EXERCISE INSTRUCTIONS: Using the entries below, transcribe exactly the line containing "Where can you spot the low-rise" and each line that follows it to the end.

PROVIDED DATA:
[Start of Attachment]
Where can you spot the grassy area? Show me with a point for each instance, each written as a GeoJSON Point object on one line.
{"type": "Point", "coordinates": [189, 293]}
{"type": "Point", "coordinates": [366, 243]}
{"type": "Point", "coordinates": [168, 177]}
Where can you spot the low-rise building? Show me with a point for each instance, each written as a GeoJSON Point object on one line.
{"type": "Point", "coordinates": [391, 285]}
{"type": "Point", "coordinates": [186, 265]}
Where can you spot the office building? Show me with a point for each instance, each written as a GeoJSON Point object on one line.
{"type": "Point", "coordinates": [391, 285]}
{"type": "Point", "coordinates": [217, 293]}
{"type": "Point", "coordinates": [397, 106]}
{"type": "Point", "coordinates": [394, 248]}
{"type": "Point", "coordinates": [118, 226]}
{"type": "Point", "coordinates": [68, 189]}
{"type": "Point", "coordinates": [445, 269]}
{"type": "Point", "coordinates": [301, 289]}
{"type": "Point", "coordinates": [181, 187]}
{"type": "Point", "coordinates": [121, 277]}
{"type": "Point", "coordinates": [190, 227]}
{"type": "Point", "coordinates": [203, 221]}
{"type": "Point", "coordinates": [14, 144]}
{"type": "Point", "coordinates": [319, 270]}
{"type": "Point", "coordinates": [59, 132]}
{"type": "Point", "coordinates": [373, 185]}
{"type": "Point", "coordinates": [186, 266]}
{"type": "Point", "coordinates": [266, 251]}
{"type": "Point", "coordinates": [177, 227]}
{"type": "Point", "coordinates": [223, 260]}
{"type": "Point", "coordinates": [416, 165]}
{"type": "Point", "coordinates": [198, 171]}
[End of Attachment]
EXERCISE SOLUTION:
Where can you spot the low-rise building? Show me with a point for each instance, each written as a GeoJSON Point object on one line.
{"type": "Point", "coordinates": [391, 285]}
{"type": "Point", "coordinates": [186, 265]}
Where can you spot the office building? Show me with a point for each instance, each written as a GeoJSON Point object on one line.
{"type": "Point", "coordinates": [391, 285]}
{"type": "Point", "coordinates": [217, 293]}
{"type": "Point", "coordinates": [397, 106]}
{"type": "Point", "coordinates": [394, 248]}
{"type": "Point", "coordinates": [118, 226]}
{"type": "Point", "coordinates": [68, 189]}
{"type": "Point", "coordinates": [445, 269]}
{"type": "Point", "coordinates": [301, 289]}
{"type": "Point", "coordinates": [181, 187]}
{"type": "Point", "coordinates": [121, 277]}
{"type": "Point", "coordinates": [190, 227]}
{"type": "Point", "coordinates": [203, 221]}
{"type": "Point", "coordinates": [14, 144]}
{"type": "Point", "coordinates": [319, 270]}
{"type": "Point", "coordinates": [59, 132]}
{"type": "Point", "coordinates": [373, 185]}
{"type": "Point", "coordinates": [186, 266]}
{"type": "Point", "coordinates": [266, 251]}
{"type": "Point", "coordinates": [177, 227]}
{"type": "Point", "coordinates": [223, 260]}
{"type": "Point", "coordinates": [416, 165]}
{"type": "Point", "coordinates": [198, 171]}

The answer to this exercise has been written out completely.